** Begin SUPPLIED ENTRIES **

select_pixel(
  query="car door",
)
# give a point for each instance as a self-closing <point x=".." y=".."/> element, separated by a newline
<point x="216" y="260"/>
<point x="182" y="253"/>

** End SUPPLIED ENTRIES **

## WHAT THE TASK REQUIRES
The records above should be returned exactly.

## SOLVED PROBLEM
select_pixel(
  query="car door",
)
# give a point for each instance as a self-closing <point x=".." y=".."/> element, separated by a newline
<point x="216" y="260"/>
<point x="182" y="253"/>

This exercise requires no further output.